Render this sentence from the post headed "No More Heroes" into Spanish: "My more enthusiastic friends tell me that 2014 will be an exciting year politically."

=== EXTRACT PROVIDED ===

Saturday 28 December 2013

No More Heroes





My more enthusiastic friends tell me that 2014 will be an exciting year politically. Scotland shall have its referendum, and the outcome could alter the international map. Should Scotland-since residency is the single requirement for participation I refrain from using ‘the Scottish’-answer in the negative to Mr Salmond’s proposal the Prime Minister’s promise of a revised devolutionary settlement means that the United Kingdom will change whatever the outcome. As there seems as yet no new appetite, at least in Westminster, for English representation out with Parliament it appears that the component parts of the Kingdom (England, Wales, Northern Ireland, London and the Overseas Territories) are condemned to a constitutional fudge in which no-one has quite the same relationship to the centre as anyone else. In this writer’s mind this situation is vaguely reminiscent of the doomed Austro-Hungarian Empire during the last years of the dual monarchy. The image is ominous if nothing else.

The Euro elections are another event which I should be excited about, apparently. The May vote will test the resolve of the dissidents who switched to UKIP at the last English council elections: will they actually be mad enough to vote for UKIP in a half-way important election? A strong showing could encourage more defections-there is a wide spread belief that madness dissipates if the mad are in large enough numbers-which would have consequences for the Conservatives in 2015 as UKIP tends to fish in the same pool as the Tories in terms of voter base.

=== RECORD SET ===

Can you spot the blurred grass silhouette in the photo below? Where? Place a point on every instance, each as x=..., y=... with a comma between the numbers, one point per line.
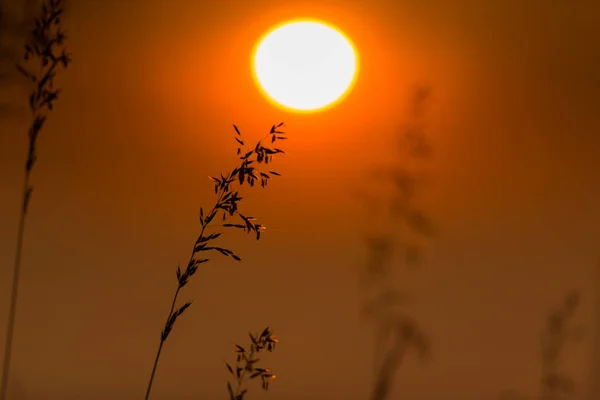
x=246, y=361
x=558, y=332
x=225, y=207
x=402, y=224
x=44, y=55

===

RESULT OF THE TASK: Mis amigos más entusiastas me dicen que 2014 será un año emocionante en lo político.